TASK STATEMENT => Can you update the entries below so that every "single dot" becomes "single point", with nothing else changed?
********************
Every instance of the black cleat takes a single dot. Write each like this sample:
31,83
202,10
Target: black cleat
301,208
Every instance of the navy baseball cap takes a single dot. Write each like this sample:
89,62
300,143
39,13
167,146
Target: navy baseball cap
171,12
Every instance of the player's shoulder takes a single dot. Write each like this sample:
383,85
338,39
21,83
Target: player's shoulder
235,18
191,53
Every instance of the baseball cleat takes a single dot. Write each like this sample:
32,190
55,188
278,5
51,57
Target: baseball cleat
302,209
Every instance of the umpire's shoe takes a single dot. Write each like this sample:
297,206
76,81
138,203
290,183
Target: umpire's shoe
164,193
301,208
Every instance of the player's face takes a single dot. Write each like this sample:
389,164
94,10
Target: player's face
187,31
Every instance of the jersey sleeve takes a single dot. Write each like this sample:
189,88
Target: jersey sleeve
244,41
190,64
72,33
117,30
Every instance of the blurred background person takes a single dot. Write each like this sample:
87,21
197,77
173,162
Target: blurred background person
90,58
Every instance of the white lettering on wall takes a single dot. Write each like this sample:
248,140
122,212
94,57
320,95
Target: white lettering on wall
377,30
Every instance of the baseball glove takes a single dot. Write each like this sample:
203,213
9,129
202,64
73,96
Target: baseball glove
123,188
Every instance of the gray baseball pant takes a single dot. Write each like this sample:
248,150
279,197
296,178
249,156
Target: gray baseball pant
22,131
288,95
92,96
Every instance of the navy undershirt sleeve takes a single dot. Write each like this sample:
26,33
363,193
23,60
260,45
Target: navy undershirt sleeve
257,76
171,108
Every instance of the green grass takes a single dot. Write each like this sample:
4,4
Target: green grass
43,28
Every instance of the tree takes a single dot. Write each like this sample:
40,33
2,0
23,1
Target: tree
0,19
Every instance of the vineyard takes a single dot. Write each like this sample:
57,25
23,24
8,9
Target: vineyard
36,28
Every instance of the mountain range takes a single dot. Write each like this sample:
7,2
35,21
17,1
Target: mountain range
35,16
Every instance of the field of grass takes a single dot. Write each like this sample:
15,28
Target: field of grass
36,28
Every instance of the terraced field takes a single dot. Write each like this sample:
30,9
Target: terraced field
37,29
********************
OUTPUT OF THE TASK =>
Every instance of the black cleat takes a single point. Write each like this sample:
31,83
202,10
Target: black cleat
301,208
Every instance of the navy baseball cap takes a single point. Write each like this sample:
89,62
300,143
39,13
167,146
Target: navy baseball cap
171,12
Every instance of the player's shoulder takes a single point. Write each like this sample:
383,85
338,39
21,83
Target: player's shoulder
235,18
191,53
Every instance of the baseball cleat takes a single point. Write each like this sample:
32,190
55,188
278,5
51,57
Target: baseball cleat
302,209
Every instance of the umpire's shoe takes a single point. Write each like this sample:
297,206
76,81
138,203
290,183
Target: umpire's shoe
164,193
301,208
Every instance of the player's face takes a single point. Write each like this sample:
389,164
94,10
Target: player's face
187,31
Every instance of the jersey sleeve takes a single point. Write each like this sample:
189,88
Target: jersey sleeve
244,41
190,64
72,33
117,30
Every instance of the blurred background person takes a single point. Write each like this sample:
87,21
197,77
173,162
Target: blurred background person
90,58
Every instance of the white lettering on wall takes a single point. Write each like this sample:
248,140
122,212
94,57
320,95
Target: white lettering on wall
377,30
Every instance of the baseball glove takes a single point. Write each like this sample:
203,213
9,129
202,64
73,96
Target: baseball glove
123,188
Every instance of the gray baseball pant takes a single point. Write each like this sample:
248,150
279,197
296,178
249,156
Target: gray baseball pant
22,131
288,95
92,96
Every instance of the navy undershirt sleeve takes a single point. Write each like this sample:
26,33
363,193
23,60
260,45
Target: navy undershirt sleeve
257,76
171,108
Every instance of the green grass takes a single point. Write each like this sample:
4,4
Target: green grass
43,28
Every instance of the tree takes a single point. Write each like this sample:
40,33
2,0
23,1
Target: tree
0,19
Every instance of the vineyard takes a single point. Write each like this sample:
57,25
23,24
8,9
Target: vineyard
36,28
Every instance of the mountain range takes a single point. Write each like this sample:
7,2
35,21
17,1
Target: mountain range
35,16
Every instance of the field of grass takes a single point. Write each like this sample:
15,28
Target: field of grass
36,28
Every instance of the terraced field takes a single point. Write each like this sample:
30,9
Target: terraced field
37,29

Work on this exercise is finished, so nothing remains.